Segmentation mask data
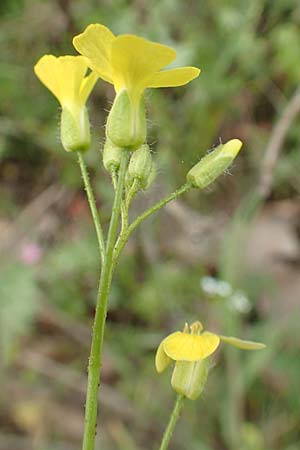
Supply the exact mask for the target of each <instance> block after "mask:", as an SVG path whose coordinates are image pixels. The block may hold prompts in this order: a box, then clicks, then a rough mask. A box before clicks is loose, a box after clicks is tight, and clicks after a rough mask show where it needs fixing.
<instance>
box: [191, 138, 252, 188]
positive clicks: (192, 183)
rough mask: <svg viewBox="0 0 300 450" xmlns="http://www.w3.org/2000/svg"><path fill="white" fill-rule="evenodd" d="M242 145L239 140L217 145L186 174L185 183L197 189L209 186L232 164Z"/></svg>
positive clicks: (240, 142) (229, 141) (204, 187)
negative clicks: (188, 184) (215, 147)
mask: <svg viewBox="0 0 300 450" xmlns="http://www.w3.org/2000/svg"><path fill="white" fill-rule="evenodd" d="M242 145H243V143H242V142H241V141H240V140H239V139H232V140H231V141H228V142H226V144H224V145H223V144H221V145H219V146H218V147H217V148H216V149H215V150H213V151H212V152H211V153H209V154H208V155H206V156H204V158H202V159H201V160H200V161H199V162H198V163H197V164H196V165H195V166H194V167H193V168H192V169H191V170H190V171H189V172H188V174H187V177H186V178H187V182H188V183H189V184H190V185H192V186H193V187H195V188H199V189H203V188H205V187H206V186H208V185H209V184H211V183H212V182H213V181H215V179H216V178H218V176H219V175H221V174H222V173H223V172H224V171H225V170H226V169H227V168H228V167H229V166H230V165H231V164H232V162H233V160H234V159H235V157H236V156H237V154H238V153H239V151H240V149H241V147H242Z"/></svg>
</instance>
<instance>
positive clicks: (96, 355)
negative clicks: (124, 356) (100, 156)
mask: <svg viewBox="0 0 300 450" xmlns="http://www.w3.org/2000/svg"><path fill="white" fill-rule="evenodd" d="M128 155H129V153H128V152H127V150H126V149H124V151H123V153H122V159H121V166H120V170H119V177H118V183H117V188H116V193H115V199H114V204H113V208H112V215H111V220H110V225H109V230H108V236H107V244H106V252H105V259H104V265H103V267H102V270H101V276H100V283H99V291H98V299H97V306H96V314H95V320H94V327H93V337H92V346H91V354H90V359H89V367H88V386H87V396H86V404H85V428H84V436H83V446H82V449H83V450H94V446H95V431H96V426H97V409H98V401H97V399H98V389H99V384H100V372H101V362H102V348H103V337H104V328H105V321H106V315H107V305H108V298H109V293H110V286H111V279H112V273H113V250H114V245H115V241H116V236H117V232H118V224H119V217H120V209H121V202H122V196H123V187H124V179H125V173H126V167H127V161H128Z"/></svg>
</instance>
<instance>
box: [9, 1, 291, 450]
mask: <svg viewBox="0 0 300 450" xmlns="http://www.w3.org/2000/svg"><path fill="white" fill-rule="evenodd" d="M0 14H1V16H0V25H1V26H0V45H1V58H0V159H1V161H0V162H1V166H0V174H1V197H0V207H1V219H0V220H1V221H0V229H1V242H0V246H1V265H2V271H1V277H0V296H1V297H0V327H1V328H0V336H1V344H0V349H1V350H0V365H1V382H2V386H5V388H3V389H1V402H0V450H10V449H11V450H16V449H18V448H22V449H23V450H24V449H32V448H34V449H37V450H41V449H43V450H50V449H51V450H58V449H64V450H66V449H72V450H73V449H75V448H80V439H81V432H82V420H83V404H84V388H85V381H86V380H85V370H86V364H87V358H88V352H89V343H90V327H91V324H92V319H93V313H94V302H95V296H96V285H97V277H98V269H99V267H98V259H97V246H96V238H95V236H94V230H93V228H92V224H91V220H90V217H89V211H88V207H87V205H86V201H85V198H84V193H83V191H82V187H81V186H82V180H81V178H80V176H79V169H78V167H77V164H76V160H75V157H74V156H73V155H70V154H67V153H66V152H64V150H63V149H62V147H61V144H60V142H59V125H58V122H59V108H58V105H57V103H56V101H55V99H54V98H53V97H52V96H51V95H50V94H49V92H48V91H47V90H46V89H45V88H44V87H43V86H42V85H41V84H40V83H39V81H38V80H37V79H36V78H35V76H34V74H33V69H32V68H33V65H34V63H35V62H36V61H37V60H38V58H39V57H40V56H41V55H42V54H44V53H53V54H55V55H60V54H75V50H74V49H73V47H72V44H71V41H72V36H73V35H75V34H77V33H78V32H80V31H81V30H83V29H84V27H85V26H86V25H87V24H89V23H96V22H100V23H104V24H106V25H107V26H109V27H110V28H111V29H112V30H113V31H114V32H115V33H116V34H119V33H136V34H139V35H142V36H145V37H146V38H149V39H152V40H155V41H159V42H162V43H164V44H168V45H171V46H172V47H174V48H175V49H176V50H177V53H178V59H177V63H178V65H195V66H199V67H201V68H202V73H201V76H200V77H199V79H197V80H195V81H194V82H193V83H191V84H190V85H188V86H186V87H183V88H178V89H170V90H168V89H160V90H154V89H152V90H151V92H149V93H148V95H147V103H148V127H149V144H151V148H152V149H153V152H154V153H155V154H156V158H157V162H158V166H159V170H158V177H157V184H156V185H155V186H154V187H153V189H152V190H151V191H150V192H149V194H141V195H140V196H139V198H138V199H137V201H136V202H135V204H134V213H136V212H137V211H141V210H142V209H144V208H145V207H146V205H150V204H151V203H152V202H153V201H154V200H155V199H157V198H160V197H162V196H163V195H164V194H166V193H167V192H169V191H170V190H171V189H173V188H175V187H176V186H178V185H179V184H180V183H182V182H184V179H185V174H186V172H187V171H188V169H189V168H190V167H191V166H192V165H193V164H194V163H196V162H197V161H198V159H199V157H200V156H201V155H203V154H205V152H206V151H207V150H208V149H209V148H211V147H213V146H214V145H216V144H218V143H219V141H220V140H222V141H226V140H227V139H230V138H233V137H236V138H239V139H241V140H242V141H244V147H243V150H242V152H241V155H240V156H239V158H238V160H237V162H236V164H235V165H234V167H233V169H231V174H232V175H234V176H229V174H228V175H227V176H224V177H222V178H221V180H220V181H218V182H217V183H215V185H214V186H213V187H212V188H210V189H209V190H208V191H207V192H205V193H200V192H198V191H193V192H192V193H191V194H189V195H188V196H187V197H186V198H184V199H182V200H181V201H180V202H177V203H176V204H174V205H171V206H169V207H168V208H167V209H166V211H165V212H161V213H160V215H159V216H155V217H154V218H151V219H149V220H148V221H147V222H146V223H145V224H144V226H143V228H142V229H141V230H139V231H138V232H136V233H135V235H134V237H133V238H132V239H131V240H130V243H129V246H128V248H127V250H126V252H125V254H124V255H123V257H122V258H121V264H120V267H119V268H118V270H117V273H116V279H115V283H114V285H113V290H112V295H111V303H110V311H109V316H108V326H107V332H106V346H105V362H104V365H103V381H104V384H103V389H102V394H103V403H102V407H101V411H100V416H101V423H102V428H101V433H100V438H99V441H100V442H101V440H102V447H101V448H102V449H105V450H111V449H115V448H122V449H124V450H136V449H138V448H139V449H149V448H155V447H157V446H158V442H159V439H160V436H161V433H162V430H163V428H164V425H165V424H166V422H167V418H168V414H169V411H170V409H171V406H172V402H173V399H174V393H173V392H172V390H171V387H170V378H169V377H170V373H169V374H168V373H166V374H163V375H160V376H158V375H157V374H156V373H155V369H154V354H155V349H156V346H157V344H158V343H159V342H160V340H161V339H162V337H163V336H164V335H167V334H168V333H169V332H170V331H172V330H174V329H179V328H181V327H182V326H183V324H184V322H185V321H193V320H196V319H200V320H201V319H203V320H205V323H206V324H207V326H208V328H209V329H212V330H215V331H216V332H220V333H221V332H224V334H225V332H226V333H227V334H232V335H239V336H242V337H245V338H250V339H251V338H252V339H257V340H260V341H263V342H265V343H266V344H267V346H268V347H267V349H266V350H265V351H262V352H260V353H256V354H254V353H253V354H249V353H247V354H243V355H239V354H238V351H237V350H234V349H229V350H228V352H226V353H225V356H221V355H217V357H216V358H215V361H216V365H215V367H214V368H213V369H212V370H211V374H210V377H209V381H208V385H207V388H206V390H205V392H204V395H203V398H202V399H199V400H198V401H197V402H190V403H188V404H187V405H186V408H185V410H184V413H183V415H182V419H181V422H179V425H178V430H177V432H176V434H175V437H174V440H173V442H172V448H173V449H174V450H175V449H178V450H179V449H185V448H187V446H188V448H189V450H213V449H219V448H227V449H230V450H296V449H298V448H299V444H300V435H299V421H300V413H299V411H300V404H299V395H298V390H299V372H300V360H299V358H298V355H299V339H298V323H299V292H300V285H299V261H300V255H299V189H300V184H299V169H300V156H299V155H300V148H299V147H300V133H299V123H300V117H298V119H297V120H296V121H295V122H294V123H291V124H290V129H289V132H288V135H287V139H286V141H285V143H284V146H283V148H282V149H281V157H280V159H279V160H278V162H277V165H276V169H275V172H274V183H273V190H272V193H271V195H270V197H269V198H268V200H267V201H266V203H265V205H263V206H262V207H261V209H260V211H258V214H257V217H256V218H255V219H253V221H252V222H251V223H248V221H247V218H245V217H246V216H245V215H244V216H243V215H242V214H235V211H236V210H237V209H238V208H239V207H241V205H244V208H245V210H247V207H248V206H249V205H247V204H246V203H247V201H246V198H247V194H248V193H249V192H252V191H253V190H254V189H255V187H256V185H257V182H258V179H259V171H260V167H261V161H262V159H263V156H264V151H265V148H266V144H267V142H268V140H269V136H270V134H271V133H272V130H273V128H274V124H275V122H276V120H277V119H278V118H279V117H280V116H281V114H282V111H283V109H284V107H285V106H286V105H287V103H288V102H289V99H290V98H291V96H292V95H293V93H294V91H295V89H296V88H297V87H298V85H299V82H300V54H299V42H300V3H299V1H298V0H274V1H272V2H271V1H267V0H252V1H251V2H249V1H246V0H230V1H226V2H224V1H223V2H222V1H221V0H215V1H213V2H204V1H192V0H188V1H180V0H159V1H156V0H155V1H152V2H147V1H145V0H136V1H133V2H127V1H124V0H115V1H112V0H106V1H100V0H88V1H87V0H78V1H74V2H72V1H70V0H56V1H52V0H51V1H50V0H43V1H42V0H26V1H25V0H23V1H21V0H14V1H12V0H2V1H1V3H0ZM113 95H114V93H113V90H112V87H111V86H110V85H108V84H106V83H104V82H101V81H100V82H99V83H98V84H97V87H96V89H95V92H94V93H93V95H92V98H91V101H90V102H89V110H90V116H91V121H92V124H93V127H92V134H93V148H92V150H91V151H90V153H89V154H88V155H87V162H88V164H89V167H90V170H91V173H92V181H93V183H94V185H95V190H96V193H97V197H98V199H99V206H101V208H102V211H103V214H102V216H103V221H104V223H105V225H106V224H107V220H108V218H109V214H110V204H111V200H112V190H111V186H110V182H109V179H108V177H107V175H106V174H105V172H104V171H103V169H102V167H101V154H100V148H101V145H102V142H103V140H104V123H105V117H106V114H107V110H108V109H109V107H110V104H111V101H112V99H113ZM247 217H248V216H247ZM231 219H232V220H233V221H234V224H233V225H234V226H232V222H231ZM241 229H243V233H240V230H241ZM244 230H245V232H244ZM231 232H232V233H237V234H234V248H233V246H230V247H229V248H228V246H227V247H226V245H225V246H224V245H222V243H223V241H224V236H225V234H226V235H227V236H228V233H231ZM240 236H242V238H241V240H238V238H239V237H240ZM224 261H225V263H224ZM205 275H211V276H213V277H214V278H216V279H223V280H224V279H225V281H230V283H231V285H232V286H231V288H232V291H231V292H227V294H226V295H223V296H222V295H219V294H215V293H211V292H208V291H207V290H206V289H205V285H203V276H205ZM201 280H202V281H201ZM237 293H238V295H236V294H237ZM234 294H235V297H234ZM245 298H246V300H245ZM243 299H244V300H243ZM245 302H246V303H245ZM245 304H247V305H248V306H247V308H246V309H245V308H244V309H243V305H245ZM99 448H100V447H99Z"/></svg>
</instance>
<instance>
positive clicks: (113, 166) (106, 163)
mask: <svg viewBox="0 0 300 450" xmlns="http://www.w3.org/2000/svg"><path fill="white" fill-rule="evenodd" d="M123 151H124V150H123ZM121 154H122V149H121V148H120V147H117V146H116V145H115V144H114V143H113V142H112V141H111V140H110V139H109V138H107V139H106V141H105V144H104V149H103V165H104V167H105V169H106V170H107V172H109V173H111V172H113V171H114V170H115V171H117V170H118V169H119V167H120V163H121Z"/></svg>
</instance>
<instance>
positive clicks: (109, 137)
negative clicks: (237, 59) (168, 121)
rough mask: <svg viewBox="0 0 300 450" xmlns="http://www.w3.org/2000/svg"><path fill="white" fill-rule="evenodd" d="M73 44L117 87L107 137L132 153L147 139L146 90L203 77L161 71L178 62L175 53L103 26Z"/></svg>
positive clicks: (183, 83) (94, 27) (184, 68)
mask: <svg viewBox="0 0 300 450" xmlns="http://www.w3.org/2000/svg"><path fill="white" fill-rule="evenodd" d="M73 44H74V47H75V48H76V49H77V50H78V52H79V53H81V54H82V55H83V56H85V57H86V58H87V62H88V64H89V66H90V67H91V69H92V70H94V71H95V72H97V73H98V75H99V76H100V77H101V78H102V79H103V80H105V81H107V82H109V83H111V84H113V85H114V87H115V91H116V93H117V96H116V98H115V101H114V104H113V107H112V109H111V111H110V114H109V116H108V120H107V126H106V133H107V136H108V137H109V138H110V139H111V141H113V143H114V144H115V145H118V146H120V147H127V148H130V149H131V150H135V149H137V148H138V147H139V146H141V145H142V144H144V143H145V139H146V119H145V110H144V103H143V92H144V90H145V89H146V88H158V87H174V86H182V85H184V84H186V83H188V82H189V81H191V80H193V79H194V78H196V77H197V76H198V75H199V73H200V70H199V69H198V68H196V67H180V68H177V69H170V70H163V71H161V69H162V68H163V67H165V66H167V65H168V64H170V63H171V62H172V61H173V60H174V59H175V58H176V52H175V50H173V49H172V48H170V47H167V46H165V45H162V44H158V43H155V42H150V41H148V40H146V39H143V38H141V37H138V36H135V35H132V34H124V35H120V36H115V35H114V34H113V33H112V32H111V31H110V30H109V29H108V28H107V27H105V26H104V25H100V24H91V25H89V26H88V27H87V28H86V30H85V31H84V32H83V33H81V34H79V35H78V36H75V38H74V39H73Z"/></svg>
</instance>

WHAT IS EXPECTED:
From the first line of the records down through the line containing "positive clicks: (240, 142)", transcribe exactly those lines and no others, both ends kept, pictures dropped.

WORKED SOLUTION:
Supply the exact mask for the target of each <instance> block after "mask:", as an SVG path whose coordinates are image pixels. The block may hold prompts in this order: a box, then clicks, then a rough mask. A box before clicks is loose, a box after clicks is tight, and clicks after a rough mask show where it needs fixing.
<instance>
box: [191, 138, 252, 188]
positive clicks: (192, 183)
rough mask: <svg viewBox="0 0 300 450" xmlns="http://www.w3.org/2000/svg"><path fill="white" fill-rule="evenodd" d="M242 145L239 140L217 145L186 174L185 183L197 189L209 186L232 164Z"/></svg>
positive clicks: (240, 142) (229, 141) (204, 187)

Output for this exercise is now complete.